:: Passage shown

Episode 242
Tips for Being Prepared Post-EUA (Emergency Use Authorization)
Does your company have products that were granted emergency use authorization to get to market? Assuming you want to keep those products on the market post-EUA, do you know what you need to do now to prepare?
In this episode of the Global Medical Device Podcast Jon Speer talks to Mike Drues with Vascular Sciences about the recently released FDA draft guidance that describes transition plans for EUAs and how medical device companies should be preparing before EUAs are terminated by FDA.
Some of the highlights of this episode include:
- EUA is one of many pathways that medical device companies can use to bring devices onto the market in the United States. EUA is a temporary authorization—not approval or clearance.
- The FDA has authorized more than 800 EUAs for medical devices for COVID-specific indications. The regulatory burden is lower for an EUA than a traditional approval.

::::

# What is needed
Retype the podcast episode description about preparing for the end of emergency use authorizations exactly as it appears, from start to finish.

:: Entries supplied

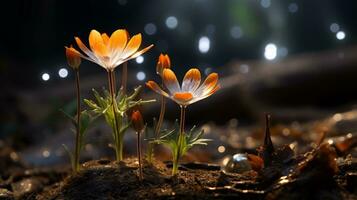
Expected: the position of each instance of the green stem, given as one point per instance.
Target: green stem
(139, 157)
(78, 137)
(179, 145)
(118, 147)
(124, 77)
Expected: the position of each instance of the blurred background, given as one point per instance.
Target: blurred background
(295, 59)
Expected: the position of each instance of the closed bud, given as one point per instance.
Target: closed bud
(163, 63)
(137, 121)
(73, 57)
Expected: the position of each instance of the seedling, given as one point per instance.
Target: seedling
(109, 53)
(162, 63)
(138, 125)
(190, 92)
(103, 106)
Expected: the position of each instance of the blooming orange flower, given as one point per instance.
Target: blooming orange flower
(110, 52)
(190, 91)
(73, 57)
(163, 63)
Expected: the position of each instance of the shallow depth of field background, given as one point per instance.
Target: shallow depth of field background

::::
:: Entries supplied

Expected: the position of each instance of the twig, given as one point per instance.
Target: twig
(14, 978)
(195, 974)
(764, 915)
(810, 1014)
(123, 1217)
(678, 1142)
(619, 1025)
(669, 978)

::::
:: Entries supplied

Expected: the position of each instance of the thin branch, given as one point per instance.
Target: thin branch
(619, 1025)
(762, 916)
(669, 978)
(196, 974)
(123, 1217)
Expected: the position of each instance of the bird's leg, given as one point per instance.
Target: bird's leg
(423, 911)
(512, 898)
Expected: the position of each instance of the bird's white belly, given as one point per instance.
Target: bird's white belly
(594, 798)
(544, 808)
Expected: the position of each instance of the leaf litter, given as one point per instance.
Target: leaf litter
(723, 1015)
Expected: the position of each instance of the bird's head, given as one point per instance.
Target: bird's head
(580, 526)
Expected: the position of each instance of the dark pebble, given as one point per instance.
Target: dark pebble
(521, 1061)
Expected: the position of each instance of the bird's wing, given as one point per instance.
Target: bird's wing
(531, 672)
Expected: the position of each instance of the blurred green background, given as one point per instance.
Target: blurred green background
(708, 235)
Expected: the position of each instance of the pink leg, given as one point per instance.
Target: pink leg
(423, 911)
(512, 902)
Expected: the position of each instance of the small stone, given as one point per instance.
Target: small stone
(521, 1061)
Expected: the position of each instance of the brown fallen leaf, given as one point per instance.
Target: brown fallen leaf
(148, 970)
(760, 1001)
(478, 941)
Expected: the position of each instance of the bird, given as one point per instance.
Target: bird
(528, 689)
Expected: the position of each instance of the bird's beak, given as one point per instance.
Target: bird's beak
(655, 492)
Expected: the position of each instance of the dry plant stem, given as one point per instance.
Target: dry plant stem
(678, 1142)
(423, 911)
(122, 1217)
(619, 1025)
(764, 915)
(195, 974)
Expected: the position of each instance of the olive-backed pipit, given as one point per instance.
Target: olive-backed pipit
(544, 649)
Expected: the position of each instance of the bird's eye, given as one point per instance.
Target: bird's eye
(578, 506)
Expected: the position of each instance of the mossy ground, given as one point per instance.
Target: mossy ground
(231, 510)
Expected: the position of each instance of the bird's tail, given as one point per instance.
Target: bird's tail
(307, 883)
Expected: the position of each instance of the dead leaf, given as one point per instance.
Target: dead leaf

::::

# Task output
Episode 242
Tips for Being Prepared Post-EUA (Emergency Use Authorization)
Does your company have products that were granted emergency use authorization to get to market? Assuming you want to keep those products on the market post-EUA, do you know what you need to do now to prepare?
In this episode of the Global Medical Device Podcast Jon Speer talks to Mike Drues with Vascular Sciences about the recently released FDA draft guidance that describes transition plans for EUAs and how medical device companies should be preparing before EUAs are terminated by FDA.
Some of the highlights of this episode include:
- EUA is one of many pathways that medical device companies can use to bring devices onto the market in the United States. EUA is a temporary authorization—not approval or clearance.
- The FDA has authorized more than 800 EUAs for medical devices for COVID-specific indications. The regulatory burden is lower for an EUA than a traditional approval.